#### EXTRACT:
We used the second-order schemes for both spatial and temporal terms. Variables were interpolated from cell centres to face centres using linear (central) interpolation and the van Leer limiter was applied to the convection terms to avoid numerical instabilities and improve accuracy.

Numerical Domain, Boundary and Initial Conditions

The numerical domain was a square two-dimensional geometry with the size of 75 mm × 75 mm and porosity of 0.58 and the average pore size of 500 micrometer, as shown in Fig. 9. Top and bottom boundaries are walls and share no-flow conditions with no-slip velocity. The right boundary is at constant pressure with zero gradient of scaled salinity (α3) normal to the boundary. The left boundary has constant inlet injection velocity and constant scaled salinity value. The injection rate is 0.05 ms−1. Water density (ρ2) and viscosity (μ2) were 998 kgm−3 and 10−3 and kgm−1s−1, respectively. Oil density (ρ1) and viscosity (μ1) were 844 kgm−3 and 1.910 × 10−2 kgm−1s−1, respectively. The interfacial tension (σ) was 0.07 kgs−2. Given these properties capillary number in our simulation was \(Ca=7\times {10}^{-4}\), capillary-end effects can be ignored due to high capillary number. Capillary number is defined as \(Ca=\frac{{\mu }_{w}{u}_{in}}{\sigma }\), in which uin is the inlet velocity of water, μw is the viscosity of water and σ is the interfacial tension.

Figure 9
figure 9

(a) 2D demonstration of the numerical domain, water (α2) and the scaled salinity (α3) were initially set to zero in internal domain, (b) a section of the mesh, (c) the medial axis pore-size distribution.

Three different initial conditions were used for low salinity waterflooding: i) the domain was fully saturated by the wetting phase (oil) and low salinity water injected, referred to the secondary mode, ii) high salinity water was injected at the given rate and the static contact angle between oil and high-salinity water was set 140°. After a steady-state saturation was reached, the low salinity water was injected at the same rate. This is referred to as the tertiary mode. iii) the same steady-state saturation obtained by high-salinity water flooding was chosen as the initial water saturation. However, the transport of low salinity water within the domain was not resolved and it was assumed that low salinity water will fill all the space filled by high-salinity water (no stagnant region). Then as a result the contact angle changed as a step function. This scenario, although is hypothetical, shows the dynamics of two-phase flow while the impact of stagnant regions were discarded.

#### DATASET ENTRIES:
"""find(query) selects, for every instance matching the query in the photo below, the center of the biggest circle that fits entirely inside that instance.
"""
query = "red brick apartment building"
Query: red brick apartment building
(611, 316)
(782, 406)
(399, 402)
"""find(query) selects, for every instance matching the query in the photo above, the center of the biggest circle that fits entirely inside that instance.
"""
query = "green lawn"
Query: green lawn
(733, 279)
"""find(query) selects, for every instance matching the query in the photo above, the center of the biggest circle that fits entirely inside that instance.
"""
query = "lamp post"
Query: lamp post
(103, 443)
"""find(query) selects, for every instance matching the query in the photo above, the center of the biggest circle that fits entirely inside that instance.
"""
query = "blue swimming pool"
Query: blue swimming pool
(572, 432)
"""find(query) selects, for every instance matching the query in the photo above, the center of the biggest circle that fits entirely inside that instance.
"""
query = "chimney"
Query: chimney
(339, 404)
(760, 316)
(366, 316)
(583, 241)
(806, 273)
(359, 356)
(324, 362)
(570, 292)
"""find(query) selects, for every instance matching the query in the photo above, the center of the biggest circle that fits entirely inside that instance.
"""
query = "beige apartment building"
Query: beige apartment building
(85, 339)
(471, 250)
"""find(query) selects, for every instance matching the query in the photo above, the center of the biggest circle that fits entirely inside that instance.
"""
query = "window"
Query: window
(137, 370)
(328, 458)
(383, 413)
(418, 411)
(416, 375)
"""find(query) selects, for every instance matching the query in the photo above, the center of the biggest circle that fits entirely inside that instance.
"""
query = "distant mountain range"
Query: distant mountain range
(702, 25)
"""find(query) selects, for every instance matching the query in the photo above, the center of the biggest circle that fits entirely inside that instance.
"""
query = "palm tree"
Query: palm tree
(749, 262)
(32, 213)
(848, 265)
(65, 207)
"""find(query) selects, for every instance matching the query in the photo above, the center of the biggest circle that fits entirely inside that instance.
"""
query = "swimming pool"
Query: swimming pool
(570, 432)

#### WORK INSTRUCTION:
Transcribe everything in the simulation-setup passage from "We used the" down to "and improve accuracy.", word for word.

#### SOLUTION TO THE PROBLEM:
We used the second-order schemes for both spatial and temporal terms. Variables were interpolated from cell centres to face centres using linear (central) interpolation and the van Leer limiter was applied to the convection terms to avoid numerical instabilities and improve accuracy.